## DESCRIPTION OF THE TASK
Copy out every line exactly, passing over the pictures.

[Records from a collection]
=-=-=
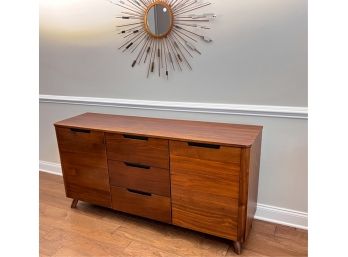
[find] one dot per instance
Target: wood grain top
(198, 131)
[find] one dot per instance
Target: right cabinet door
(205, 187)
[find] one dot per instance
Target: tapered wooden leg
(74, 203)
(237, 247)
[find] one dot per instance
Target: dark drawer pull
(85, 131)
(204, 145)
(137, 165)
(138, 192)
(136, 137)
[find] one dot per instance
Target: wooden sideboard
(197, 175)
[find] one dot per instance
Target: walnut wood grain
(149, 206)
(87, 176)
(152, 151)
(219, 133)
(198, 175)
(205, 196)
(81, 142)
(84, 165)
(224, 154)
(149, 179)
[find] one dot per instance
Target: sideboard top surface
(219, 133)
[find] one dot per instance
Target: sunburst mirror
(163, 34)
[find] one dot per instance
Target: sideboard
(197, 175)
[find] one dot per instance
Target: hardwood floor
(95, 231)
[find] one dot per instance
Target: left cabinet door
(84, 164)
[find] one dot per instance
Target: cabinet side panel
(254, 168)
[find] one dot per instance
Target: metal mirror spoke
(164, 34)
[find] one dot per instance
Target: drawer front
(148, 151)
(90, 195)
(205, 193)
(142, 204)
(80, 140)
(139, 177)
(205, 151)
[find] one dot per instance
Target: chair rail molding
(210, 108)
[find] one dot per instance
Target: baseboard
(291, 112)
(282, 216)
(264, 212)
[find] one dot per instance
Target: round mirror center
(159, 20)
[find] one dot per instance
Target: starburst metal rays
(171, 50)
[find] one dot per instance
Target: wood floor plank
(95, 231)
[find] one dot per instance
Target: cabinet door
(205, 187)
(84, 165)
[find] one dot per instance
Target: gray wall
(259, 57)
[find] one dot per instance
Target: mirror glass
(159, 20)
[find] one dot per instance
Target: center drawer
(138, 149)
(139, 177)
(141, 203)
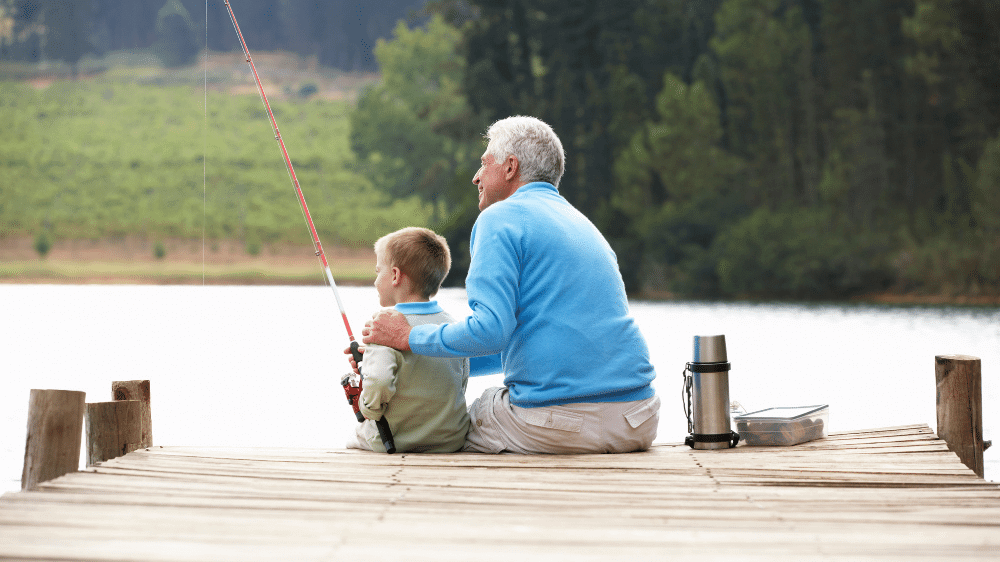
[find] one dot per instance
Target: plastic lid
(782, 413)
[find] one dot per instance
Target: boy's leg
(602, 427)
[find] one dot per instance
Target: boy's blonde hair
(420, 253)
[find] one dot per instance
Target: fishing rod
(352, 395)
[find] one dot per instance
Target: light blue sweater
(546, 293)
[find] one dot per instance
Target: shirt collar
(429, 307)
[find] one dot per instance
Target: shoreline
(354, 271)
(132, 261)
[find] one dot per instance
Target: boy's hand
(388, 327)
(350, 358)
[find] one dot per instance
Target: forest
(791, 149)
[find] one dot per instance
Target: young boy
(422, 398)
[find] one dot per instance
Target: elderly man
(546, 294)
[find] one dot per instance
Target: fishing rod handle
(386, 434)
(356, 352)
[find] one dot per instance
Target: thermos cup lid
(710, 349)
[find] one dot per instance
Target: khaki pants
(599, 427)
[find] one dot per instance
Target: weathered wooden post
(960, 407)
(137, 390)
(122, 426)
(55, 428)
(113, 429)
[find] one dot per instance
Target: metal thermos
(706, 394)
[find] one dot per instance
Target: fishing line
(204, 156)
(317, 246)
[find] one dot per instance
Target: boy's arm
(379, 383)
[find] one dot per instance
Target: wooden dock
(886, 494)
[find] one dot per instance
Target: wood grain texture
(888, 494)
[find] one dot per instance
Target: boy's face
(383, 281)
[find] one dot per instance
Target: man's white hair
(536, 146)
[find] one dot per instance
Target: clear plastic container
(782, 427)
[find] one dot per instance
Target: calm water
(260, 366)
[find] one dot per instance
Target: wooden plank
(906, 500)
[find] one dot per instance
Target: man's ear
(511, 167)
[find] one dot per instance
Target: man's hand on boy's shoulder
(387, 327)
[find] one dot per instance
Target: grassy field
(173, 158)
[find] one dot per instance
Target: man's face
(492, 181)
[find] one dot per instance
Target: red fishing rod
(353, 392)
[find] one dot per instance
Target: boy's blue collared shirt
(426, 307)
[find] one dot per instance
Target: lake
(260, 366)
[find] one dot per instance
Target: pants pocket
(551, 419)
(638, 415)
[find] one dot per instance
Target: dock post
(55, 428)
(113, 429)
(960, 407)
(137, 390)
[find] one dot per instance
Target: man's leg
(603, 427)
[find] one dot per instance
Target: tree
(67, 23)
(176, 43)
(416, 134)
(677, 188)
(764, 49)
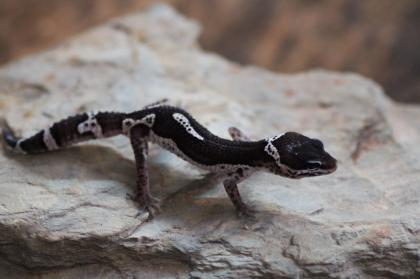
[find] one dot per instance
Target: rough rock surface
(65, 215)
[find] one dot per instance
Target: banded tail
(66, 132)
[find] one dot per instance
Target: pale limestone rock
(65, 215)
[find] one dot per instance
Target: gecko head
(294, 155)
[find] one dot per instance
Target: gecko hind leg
=-=-=
## FULL OUTPUT
[find] one dot per instance
Target: wood grain top
(198, 131)
[find] one dot per instance
Target: right cabinet door
(205, 187)
[find] one dot per instance
Target: tapered wooden leg
(74, 203)
(237, 247)
[find] one dot per instance
Target: dark drawer pull
(85, 131)
(204, 145)
(137, 165)
(138, 192)
(136, 137)
[find] one dot per instance
Target: wooden sideboard
(197, 175)
[find] one dot per instance
Target: walnut wood grain
(149, 206)
(87, 176)
(152, 151)
(219, 133)
(198, 175)
(205, 196)
(81, 142)
(84, 165)
(224, 154)
(149, 179)
[find] one dot per instance
Target: sideboard top surface
(219, 133)
[find] one dot per instance
Target: sunburst mirror
(163, 34)
[find] one dot per instance
Target: sideboard
(197, 175)
[find] one dot per instance
Target: hardwood floor
(95, 231)
[find] one dot per instance
Target: left cabinet door
(84, 164)
[find] one dot per instance
Target: cabinet side panel
(254, 168)
[find] one dot per instance
Target: metal mirror spoke
(164, 34)
[find] one dot per instance
Target: drawer front
(148, 151)
(90, 195)
(205, 193)
(142, 204)
(80, 140)
(139, 177)
(205, 151)
[find] one dot per instance
Target: chair rail molding
(210, 108)
[find] one dot per instance
Target: baseboard
(291, 112)
(282, 216)
(264, 212)
[find] one dot per instance
Target: round mirror center
(159, 20)
[find] one dot per instance
Target: starburst metal rays
(171, 50)
[find] one dot per instance
Target: wood floor plank
(95, 231)
[find] one dot per instance
Target: cabinet door
(205, 187)
(84, 165)
[find] one dot per instance
Target: gray wall
(259, 57)
[find] one dot per instance
Target: mirror glass
(159, 20)
[find] one dot per instance
Target: center drawer
(138, 149)
(139, 177)
(141, 203)
[find] one dot per instance
Target: plastic lid
(782, 413)
[find] one dot per instance
Target: boy's leg
(602, 427)
[find] one dot per instance
Target: boy's blonde hair
(420, 253)
[find] one dot per instance
Target: fishing rod
(352, 395)
[find] one dot per instance
Target: light blue sweater
(546, 293)
[find] one dot per instance
Target: shirt collar
(429, 307)
[find] one dot per instance
Target: shoreline
(354, 271)
(132, 261)
[find] one dot per instance
Target: boy's hand
(388, 327)
(350, 358)
[find] one dot per instance
Target: forest
(791, 149)
[find] one dot per instance
Target: young boy
(422, 398)
[find] one dot per instance
Target: elderly man
(546, 294)
[find] one dot per instance
Target: fishing rod handle
(386, 434)
(356, 352)
[find] one dot per instance
Target: thermos cup lid
(710, 349)
[find] one dot per instance
Target: khaki pants
(599, 427)
[find] one dot per instance
Target: weathered wooden post
(960, 407)
(137, 390)
(122, 426)
(55, 428)
(113, 429)
[find] one dot per instance
Target: metal thermos
(706, 394)
[find] one dot per instance
Target: fishing line
(204, 156)
(317, 246)
[find] one dot per instance
Target: boy's arm
(379, 383)
[find] one dot per instance
Target: wooden dock
(886, 494)
[find] one dot per instance
Target: wood grain texture
(888, 494)
[find] one dot per instance
Target: boy's face
(383, 281)
[find] one dot per instance
Target: man's white hair
(536, 146)
[find] one dot per instance
Target: clear plastic container
(782, 427)
[find] one dot per instance
Target: calm water
(260, 366)
[find] one dot per instance
Target: wooden plank
(906, 500)
[find] one dot per instance
Target: man's ear
(511, 167)
[find] one dot per instance
Target: man's hand on boy's shoulder
(387, 327)
[find] one dot per instance
Target: grassy field
(173, 158)
[find] one dot per instance
Target: man's face
(492, 181)
[find] one dot per instance
Target: red fishing rod
(353, 392)
[find] one dot per instance
Target: boy's blue collared shirt
(426, 307)
[find] one dot per instance
Target: lake
(260, 366)
[find] one dot per instance
Target: pants pocket
(551, 419)
(638, 415)
[find] one dot per instance
Target: dock post
(55, 428)
(113, 429)
(960, 407)
(137, 390)
[find] one dot per instance
Target: man's leg
(603, 427)
[find] one dot per instance
Target: tree
(67, 23)
(176, 43)
(416, 134)
(677, 188)
(764, 49)
[find] one dot per instance
Target: rough rock surface
(65, 215)
[find] one dot per instance
Target: banded tail
(66, 132)
[find] one dot per instance
Target: pale limestone rock
(65, 215)
[find] one dot per instance
Target: gecko head
(294, 155)
[find] one dot per instance
Target: gecko hind leg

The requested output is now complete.